Aim of the exercise. Could you copy each line of the entries that contains "leaf"?

[Phrase grounding data]
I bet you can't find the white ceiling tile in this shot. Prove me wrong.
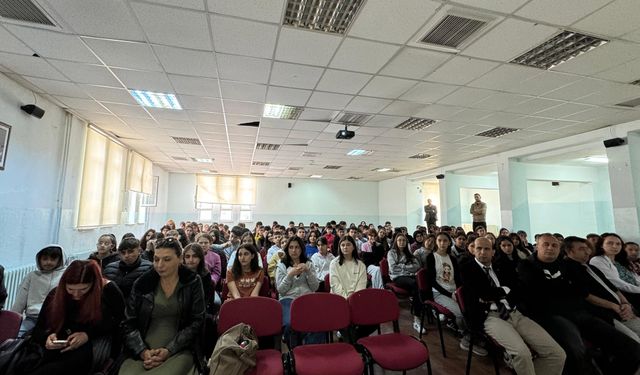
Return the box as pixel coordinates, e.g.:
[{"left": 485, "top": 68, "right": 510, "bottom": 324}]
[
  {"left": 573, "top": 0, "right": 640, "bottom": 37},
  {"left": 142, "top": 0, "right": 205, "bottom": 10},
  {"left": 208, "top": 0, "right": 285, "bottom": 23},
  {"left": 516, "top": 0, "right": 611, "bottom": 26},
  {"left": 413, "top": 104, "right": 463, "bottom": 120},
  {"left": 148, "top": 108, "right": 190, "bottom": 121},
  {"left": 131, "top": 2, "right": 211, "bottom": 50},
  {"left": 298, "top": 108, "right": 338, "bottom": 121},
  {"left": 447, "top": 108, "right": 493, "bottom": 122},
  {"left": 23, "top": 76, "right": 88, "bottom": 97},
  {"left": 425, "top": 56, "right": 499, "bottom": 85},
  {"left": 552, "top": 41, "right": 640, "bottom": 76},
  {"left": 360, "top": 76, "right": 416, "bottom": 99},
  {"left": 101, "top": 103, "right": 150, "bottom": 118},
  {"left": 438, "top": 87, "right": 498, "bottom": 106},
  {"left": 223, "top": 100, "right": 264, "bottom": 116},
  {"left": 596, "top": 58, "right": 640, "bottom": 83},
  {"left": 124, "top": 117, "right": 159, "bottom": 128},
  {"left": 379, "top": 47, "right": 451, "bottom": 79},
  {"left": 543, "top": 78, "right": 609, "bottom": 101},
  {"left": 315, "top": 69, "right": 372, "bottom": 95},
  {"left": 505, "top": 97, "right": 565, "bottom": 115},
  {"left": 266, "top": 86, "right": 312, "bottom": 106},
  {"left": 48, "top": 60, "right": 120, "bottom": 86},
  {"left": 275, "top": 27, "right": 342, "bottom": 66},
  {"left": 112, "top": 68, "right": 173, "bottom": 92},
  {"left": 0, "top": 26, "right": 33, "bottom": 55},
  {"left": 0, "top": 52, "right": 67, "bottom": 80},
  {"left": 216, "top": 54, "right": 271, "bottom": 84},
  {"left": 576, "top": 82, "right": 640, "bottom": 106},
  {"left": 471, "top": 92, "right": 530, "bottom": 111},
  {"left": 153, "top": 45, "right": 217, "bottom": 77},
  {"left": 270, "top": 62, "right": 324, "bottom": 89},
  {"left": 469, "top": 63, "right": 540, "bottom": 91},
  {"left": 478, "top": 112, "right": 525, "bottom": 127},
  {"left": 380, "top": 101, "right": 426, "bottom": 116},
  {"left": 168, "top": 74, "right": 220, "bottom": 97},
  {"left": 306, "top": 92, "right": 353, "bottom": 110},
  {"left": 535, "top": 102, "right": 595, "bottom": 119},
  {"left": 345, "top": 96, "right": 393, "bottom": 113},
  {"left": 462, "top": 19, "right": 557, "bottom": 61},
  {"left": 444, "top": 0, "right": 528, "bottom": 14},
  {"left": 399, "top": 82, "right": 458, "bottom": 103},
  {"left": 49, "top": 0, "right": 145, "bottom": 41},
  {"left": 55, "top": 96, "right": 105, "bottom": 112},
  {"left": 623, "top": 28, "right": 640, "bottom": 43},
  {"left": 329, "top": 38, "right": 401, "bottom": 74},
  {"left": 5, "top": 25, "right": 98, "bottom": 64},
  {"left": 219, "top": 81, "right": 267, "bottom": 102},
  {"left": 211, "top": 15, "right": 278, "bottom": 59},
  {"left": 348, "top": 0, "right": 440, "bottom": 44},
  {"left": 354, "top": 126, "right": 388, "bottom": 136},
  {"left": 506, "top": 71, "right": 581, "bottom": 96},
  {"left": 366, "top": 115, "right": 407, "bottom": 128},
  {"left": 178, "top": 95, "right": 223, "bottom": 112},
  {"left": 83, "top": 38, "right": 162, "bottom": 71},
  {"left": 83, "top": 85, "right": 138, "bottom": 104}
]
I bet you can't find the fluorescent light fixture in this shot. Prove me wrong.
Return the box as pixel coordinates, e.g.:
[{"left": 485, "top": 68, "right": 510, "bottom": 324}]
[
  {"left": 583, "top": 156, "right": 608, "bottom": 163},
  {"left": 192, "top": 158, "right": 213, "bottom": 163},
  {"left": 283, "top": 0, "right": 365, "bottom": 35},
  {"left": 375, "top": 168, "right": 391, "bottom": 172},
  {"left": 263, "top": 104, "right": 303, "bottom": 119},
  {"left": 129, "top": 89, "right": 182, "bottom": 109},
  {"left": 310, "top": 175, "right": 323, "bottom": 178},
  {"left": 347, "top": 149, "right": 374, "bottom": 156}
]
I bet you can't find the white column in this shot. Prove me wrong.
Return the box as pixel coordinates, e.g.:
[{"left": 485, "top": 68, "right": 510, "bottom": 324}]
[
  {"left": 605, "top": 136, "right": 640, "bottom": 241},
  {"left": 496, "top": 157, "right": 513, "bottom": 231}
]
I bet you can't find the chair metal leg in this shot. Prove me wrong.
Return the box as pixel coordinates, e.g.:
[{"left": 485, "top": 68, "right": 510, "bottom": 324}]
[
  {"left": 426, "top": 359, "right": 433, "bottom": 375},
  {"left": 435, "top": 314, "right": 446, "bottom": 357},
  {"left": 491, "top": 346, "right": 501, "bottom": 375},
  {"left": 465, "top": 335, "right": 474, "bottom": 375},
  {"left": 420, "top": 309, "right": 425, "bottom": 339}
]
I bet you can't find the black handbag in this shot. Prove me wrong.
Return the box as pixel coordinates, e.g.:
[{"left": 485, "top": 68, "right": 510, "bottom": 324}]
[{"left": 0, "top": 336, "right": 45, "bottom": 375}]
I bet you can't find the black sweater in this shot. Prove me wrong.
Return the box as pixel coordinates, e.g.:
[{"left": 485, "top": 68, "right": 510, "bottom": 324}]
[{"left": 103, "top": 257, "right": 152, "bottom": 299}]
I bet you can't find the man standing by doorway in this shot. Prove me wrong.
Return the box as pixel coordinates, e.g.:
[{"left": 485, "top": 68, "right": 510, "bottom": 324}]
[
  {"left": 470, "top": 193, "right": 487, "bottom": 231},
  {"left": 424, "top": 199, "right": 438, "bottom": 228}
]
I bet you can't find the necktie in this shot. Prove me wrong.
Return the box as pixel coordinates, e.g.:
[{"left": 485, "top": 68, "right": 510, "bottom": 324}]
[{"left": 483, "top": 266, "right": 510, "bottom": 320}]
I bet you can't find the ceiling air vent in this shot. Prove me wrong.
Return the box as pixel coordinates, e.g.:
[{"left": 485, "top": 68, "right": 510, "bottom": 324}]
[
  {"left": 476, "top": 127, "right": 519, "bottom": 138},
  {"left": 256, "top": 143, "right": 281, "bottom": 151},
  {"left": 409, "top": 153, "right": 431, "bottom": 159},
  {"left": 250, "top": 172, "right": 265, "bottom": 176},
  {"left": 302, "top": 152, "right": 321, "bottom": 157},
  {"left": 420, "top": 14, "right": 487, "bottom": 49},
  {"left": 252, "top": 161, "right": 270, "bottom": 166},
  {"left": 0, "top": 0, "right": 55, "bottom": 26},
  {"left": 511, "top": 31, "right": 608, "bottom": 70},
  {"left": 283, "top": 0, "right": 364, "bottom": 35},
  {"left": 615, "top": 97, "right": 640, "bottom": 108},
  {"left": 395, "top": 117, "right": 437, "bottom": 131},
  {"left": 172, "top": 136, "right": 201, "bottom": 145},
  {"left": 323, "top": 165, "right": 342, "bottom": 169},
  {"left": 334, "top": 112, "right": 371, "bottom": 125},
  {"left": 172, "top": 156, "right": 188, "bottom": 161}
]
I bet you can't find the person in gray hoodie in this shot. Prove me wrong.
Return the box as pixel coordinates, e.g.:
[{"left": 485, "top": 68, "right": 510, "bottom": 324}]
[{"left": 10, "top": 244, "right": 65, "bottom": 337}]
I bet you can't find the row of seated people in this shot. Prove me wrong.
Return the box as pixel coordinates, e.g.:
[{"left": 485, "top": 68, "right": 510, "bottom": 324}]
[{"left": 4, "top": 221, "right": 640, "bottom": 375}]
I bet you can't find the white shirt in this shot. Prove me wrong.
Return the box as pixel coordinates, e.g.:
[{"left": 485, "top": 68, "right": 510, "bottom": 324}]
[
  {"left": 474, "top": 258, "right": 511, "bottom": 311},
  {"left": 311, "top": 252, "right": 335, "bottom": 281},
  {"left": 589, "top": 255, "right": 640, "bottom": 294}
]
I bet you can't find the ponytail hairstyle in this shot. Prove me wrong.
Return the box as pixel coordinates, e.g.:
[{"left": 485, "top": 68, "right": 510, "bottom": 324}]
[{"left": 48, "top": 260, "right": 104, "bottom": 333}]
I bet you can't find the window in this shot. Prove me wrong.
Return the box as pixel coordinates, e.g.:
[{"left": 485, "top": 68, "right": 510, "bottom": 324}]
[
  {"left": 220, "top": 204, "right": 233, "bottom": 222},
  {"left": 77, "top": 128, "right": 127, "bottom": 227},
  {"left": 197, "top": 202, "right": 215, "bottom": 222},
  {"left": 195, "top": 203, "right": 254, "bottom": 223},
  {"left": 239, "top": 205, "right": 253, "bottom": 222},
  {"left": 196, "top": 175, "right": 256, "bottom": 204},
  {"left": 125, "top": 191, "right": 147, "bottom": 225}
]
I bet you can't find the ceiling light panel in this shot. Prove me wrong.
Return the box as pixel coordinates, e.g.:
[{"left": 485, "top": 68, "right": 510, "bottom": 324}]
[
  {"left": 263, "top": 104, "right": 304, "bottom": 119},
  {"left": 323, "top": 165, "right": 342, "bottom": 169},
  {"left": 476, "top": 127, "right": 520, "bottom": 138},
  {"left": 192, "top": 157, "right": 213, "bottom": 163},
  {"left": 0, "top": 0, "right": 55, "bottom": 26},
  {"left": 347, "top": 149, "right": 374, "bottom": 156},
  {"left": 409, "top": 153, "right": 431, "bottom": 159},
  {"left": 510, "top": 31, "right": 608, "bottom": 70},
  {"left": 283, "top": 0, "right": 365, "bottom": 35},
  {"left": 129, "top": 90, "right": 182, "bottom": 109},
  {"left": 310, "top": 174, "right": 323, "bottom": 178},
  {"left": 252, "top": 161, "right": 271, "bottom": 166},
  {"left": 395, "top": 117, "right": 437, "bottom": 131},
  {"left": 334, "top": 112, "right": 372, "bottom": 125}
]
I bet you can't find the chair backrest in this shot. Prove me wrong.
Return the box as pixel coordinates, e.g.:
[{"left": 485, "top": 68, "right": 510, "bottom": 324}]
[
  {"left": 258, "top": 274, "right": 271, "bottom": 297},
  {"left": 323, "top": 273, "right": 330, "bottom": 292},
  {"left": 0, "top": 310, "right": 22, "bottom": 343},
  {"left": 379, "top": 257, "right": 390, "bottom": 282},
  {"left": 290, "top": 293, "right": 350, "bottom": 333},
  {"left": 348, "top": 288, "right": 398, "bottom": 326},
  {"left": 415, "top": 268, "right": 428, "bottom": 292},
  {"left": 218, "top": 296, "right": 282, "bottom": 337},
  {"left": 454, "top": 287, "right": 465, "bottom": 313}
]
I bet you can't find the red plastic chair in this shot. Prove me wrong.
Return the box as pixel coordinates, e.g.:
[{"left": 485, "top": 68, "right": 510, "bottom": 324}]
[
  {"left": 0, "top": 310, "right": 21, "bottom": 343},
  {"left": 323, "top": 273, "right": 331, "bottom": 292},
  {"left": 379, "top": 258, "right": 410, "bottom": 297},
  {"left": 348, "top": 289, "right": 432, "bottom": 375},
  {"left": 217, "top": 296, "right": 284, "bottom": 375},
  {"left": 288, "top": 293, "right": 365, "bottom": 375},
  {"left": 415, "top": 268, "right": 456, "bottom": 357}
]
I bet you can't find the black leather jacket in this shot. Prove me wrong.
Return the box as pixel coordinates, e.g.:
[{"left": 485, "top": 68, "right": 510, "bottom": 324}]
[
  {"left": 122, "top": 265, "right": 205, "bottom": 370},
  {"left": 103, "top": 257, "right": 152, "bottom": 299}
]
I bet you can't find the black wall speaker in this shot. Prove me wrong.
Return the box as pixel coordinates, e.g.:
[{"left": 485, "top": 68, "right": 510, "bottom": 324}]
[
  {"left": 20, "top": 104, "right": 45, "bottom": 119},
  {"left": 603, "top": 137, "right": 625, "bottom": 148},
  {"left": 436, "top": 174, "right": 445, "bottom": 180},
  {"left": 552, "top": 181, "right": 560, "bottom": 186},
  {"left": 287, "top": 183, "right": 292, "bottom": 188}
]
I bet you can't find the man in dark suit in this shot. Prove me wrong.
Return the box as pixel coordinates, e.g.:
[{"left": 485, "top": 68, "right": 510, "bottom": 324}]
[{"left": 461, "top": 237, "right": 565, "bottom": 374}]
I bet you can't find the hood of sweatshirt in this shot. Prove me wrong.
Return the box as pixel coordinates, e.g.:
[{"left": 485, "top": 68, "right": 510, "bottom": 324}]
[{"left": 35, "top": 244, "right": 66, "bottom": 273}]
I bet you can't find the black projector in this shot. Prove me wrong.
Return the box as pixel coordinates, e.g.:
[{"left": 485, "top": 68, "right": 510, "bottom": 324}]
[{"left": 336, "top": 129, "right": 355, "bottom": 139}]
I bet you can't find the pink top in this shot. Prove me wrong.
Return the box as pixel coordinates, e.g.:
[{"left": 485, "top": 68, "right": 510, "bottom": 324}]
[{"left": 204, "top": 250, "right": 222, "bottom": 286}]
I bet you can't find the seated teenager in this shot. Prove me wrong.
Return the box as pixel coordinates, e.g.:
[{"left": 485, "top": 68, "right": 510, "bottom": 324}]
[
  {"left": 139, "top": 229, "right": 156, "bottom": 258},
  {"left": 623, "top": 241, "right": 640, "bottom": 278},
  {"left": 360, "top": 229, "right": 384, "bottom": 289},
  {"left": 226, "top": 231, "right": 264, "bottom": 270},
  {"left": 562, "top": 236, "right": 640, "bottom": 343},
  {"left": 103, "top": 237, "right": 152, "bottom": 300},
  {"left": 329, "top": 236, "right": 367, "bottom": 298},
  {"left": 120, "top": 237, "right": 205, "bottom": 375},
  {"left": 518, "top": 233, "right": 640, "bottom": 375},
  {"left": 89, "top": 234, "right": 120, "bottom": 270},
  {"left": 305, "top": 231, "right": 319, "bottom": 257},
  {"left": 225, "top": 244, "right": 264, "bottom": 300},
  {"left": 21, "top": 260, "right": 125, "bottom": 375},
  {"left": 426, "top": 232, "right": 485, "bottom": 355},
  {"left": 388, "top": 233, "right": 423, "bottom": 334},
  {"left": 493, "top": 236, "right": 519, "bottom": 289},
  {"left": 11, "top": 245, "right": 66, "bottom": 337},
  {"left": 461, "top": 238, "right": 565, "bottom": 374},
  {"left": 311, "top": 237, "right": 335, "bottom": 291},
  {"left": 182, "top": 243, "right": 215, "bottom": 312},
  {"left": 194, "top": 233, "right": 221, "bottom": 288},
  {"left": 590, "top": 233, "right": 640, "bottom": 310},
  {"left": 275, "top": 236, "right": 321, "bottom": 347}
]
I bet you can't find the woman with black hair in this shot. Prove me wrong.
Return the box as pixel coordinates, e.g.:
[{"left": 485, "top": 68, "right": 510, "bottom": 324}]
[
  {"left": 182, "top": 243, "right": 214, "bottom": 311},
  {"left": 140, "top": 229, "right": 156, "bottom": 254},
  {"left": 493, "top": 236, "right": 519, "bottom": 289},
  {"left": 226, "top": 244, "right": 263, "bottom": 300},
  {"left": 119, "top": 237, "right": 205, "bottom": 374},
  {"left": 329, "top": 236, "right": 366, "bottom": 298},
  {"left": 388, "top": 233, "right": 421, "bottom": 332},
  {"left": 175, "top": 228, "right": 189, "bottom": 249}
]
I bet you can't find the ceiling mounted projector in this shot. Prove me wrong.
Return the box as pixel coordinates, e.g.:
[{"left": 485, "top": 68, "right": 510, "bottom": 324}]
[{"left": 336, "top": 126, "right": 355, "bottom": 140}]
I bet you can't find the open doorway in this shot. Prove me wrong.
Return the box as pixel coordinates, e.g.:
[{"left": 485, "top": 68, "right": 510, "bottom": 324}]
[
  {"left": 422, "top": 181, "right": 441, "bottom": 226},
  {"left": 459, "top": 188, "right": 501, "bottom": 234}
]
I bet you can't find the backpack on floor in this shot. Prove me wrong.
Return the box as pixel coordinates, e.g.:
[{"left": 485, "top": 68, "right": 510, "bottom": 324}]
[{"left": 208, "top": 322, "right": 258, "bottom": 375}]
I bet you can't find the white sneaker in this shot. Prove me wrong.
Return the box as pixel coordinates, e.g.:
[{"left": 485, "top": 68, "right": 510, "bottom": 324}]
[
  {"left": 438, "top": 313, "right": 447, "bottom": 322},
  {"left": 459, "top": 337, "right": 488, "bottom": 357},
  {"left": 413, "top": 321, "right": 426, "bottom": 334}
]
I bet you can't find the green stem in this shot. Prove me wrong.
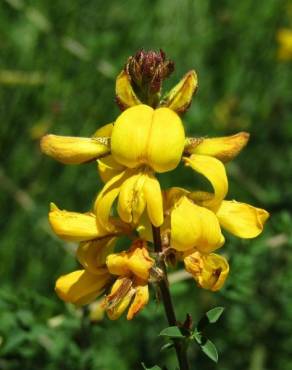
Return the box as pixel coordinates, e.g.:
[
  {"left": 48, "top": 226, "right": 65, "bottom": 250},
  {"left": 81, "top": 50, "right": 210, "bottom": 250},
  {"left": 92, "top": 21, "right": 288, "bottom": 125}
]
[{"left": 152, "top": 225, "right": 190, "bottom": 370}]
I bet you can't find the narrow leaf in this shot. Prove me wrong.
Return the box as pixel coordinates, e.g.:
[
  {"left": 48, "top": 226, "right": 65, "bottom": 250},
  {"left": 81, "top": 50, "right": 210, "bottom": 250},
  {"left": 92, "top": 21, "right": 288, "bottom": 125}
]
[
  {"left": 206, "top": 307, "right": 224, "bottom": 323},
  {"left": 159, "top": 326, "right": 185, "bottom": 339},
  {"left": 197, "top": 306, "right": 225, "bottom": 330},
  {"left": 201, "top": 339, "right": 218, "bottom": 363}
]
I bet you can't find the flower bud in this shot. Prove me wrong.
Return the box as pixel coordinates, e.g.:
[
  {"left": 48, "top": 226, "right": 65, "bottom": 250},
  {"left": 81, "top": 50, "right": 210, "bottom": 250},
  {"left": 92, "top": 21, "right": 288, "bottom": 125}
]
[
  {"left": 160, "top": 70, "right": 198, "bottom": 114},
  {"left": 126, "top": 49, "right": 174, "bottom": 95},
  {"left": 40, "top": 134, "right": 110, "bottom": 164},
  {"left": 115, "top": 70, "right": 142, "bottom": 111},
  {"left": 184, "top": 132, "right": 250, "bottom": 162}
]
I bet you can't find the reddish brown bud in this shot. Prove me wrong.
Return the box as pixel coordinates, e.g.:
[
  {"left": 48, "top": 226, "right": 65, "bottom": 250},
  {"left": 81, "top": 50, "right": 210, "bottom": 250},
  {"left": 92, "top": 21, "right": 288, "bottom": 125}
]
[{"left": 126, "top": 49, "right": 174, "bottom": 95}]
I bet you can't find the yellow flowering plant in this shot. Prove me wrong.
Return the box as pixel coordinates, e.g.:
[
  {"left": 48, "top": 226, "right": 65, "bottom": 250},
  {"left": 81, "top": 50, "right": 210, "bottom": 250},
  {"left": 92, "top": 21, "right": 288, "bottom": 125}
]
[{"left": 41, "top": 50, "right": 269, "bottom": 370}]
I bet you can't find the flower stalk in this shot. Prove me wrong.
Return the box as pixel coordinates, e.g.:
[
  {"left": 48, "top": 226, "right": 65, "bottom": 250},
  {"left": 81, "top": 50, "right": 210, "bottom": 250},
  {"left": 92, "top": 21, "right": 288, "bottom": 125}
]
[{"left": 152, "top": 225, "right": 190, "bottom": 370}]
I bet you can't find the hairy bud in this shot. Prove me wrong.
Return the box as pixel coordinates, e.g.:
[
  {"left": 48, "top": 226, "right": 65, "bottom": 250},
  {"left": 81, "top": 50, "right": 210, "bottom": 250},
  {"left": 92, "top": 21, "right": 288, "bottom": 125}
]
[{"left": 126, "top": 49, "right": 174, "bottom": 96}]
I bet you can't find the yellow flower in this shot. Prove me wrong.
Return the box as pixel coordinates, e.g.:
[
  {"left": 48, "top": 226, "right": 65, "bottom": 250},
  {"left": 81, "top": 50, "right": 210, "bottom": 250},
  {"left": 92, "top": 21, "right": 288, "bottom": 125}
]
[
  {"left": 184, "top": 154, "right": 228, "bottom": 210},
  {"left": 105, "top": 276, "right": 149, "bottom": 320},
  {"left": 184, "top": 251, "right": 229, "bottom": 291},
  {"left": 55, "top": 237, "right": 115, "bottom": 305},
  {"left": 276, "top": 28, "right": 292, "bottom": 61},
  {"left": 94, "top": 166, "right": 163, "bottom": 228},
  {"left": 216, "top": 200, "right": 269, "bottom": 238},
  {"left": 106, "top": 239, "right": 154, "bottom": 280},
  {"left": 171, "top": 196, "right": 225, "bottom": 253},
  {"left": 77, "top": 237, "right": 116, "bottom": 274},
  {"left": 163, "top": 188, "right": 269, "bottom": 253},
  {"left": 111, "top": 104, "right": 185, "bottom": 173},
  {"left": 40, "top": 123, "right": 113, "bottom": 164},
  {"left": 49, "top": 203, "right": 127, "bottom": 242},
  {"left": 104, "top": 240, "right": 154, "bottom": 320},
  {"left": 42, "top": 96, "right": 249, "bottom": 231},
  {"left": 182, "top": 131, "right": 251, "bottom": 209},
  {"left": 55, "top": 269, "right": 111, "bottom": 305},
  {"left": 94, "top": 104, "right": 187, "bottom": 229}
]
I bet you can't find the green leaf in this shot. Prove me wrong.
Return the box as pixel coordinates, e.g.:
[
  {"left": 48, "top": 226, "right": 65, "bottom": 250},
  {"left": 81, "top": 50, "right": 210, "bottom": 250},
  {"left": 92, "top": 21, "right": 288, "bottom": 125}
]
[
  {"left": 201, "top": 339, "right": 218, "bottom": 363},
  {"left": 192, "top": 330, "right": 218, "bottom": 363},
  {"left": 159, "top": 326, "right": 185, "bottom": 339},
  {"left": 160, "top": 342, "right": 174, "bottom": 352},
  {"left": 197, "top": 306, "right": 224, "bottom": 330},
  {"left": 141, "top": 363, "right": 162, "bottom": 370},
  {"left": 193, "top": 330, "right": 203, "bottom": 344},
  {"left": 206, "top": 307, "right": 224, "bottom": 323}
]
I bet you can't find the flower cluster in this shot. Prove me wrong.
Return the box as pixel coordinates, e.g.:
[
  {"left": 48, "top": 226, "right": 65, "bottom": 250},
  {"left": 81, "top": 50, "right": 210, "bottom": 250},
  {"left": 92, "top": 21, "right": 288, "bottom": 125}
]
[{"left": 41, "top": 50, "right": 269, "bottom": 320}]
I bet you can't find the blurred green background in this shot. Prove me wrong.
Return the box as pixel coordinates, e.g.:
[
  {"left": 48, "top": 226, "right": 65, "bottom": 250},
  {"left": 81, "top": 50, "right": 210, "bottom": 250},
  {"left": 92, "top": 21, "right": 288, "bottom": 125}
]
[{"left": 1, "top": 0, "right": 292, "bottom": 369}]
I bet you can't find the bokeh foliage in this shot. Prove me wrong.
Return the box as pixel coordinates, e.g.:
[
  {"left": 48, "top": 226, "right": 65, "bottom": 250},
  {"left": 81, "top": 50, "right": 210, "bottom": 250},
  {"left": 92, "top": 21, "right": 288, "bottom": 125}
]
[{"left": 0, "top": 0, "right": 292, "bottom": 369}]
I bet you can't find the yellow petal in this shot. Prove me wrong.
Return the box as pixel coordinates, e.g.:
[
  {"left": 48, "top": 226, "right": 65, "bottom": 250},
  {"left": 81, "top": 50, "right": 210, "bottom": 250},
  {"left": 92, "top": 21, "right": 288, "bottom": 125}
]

Answer for the task.
I bet you can't find the narrow leaf in this shot. Prove me wrong.
I bet you can't find the green leaf in this shot. Prove me wrong.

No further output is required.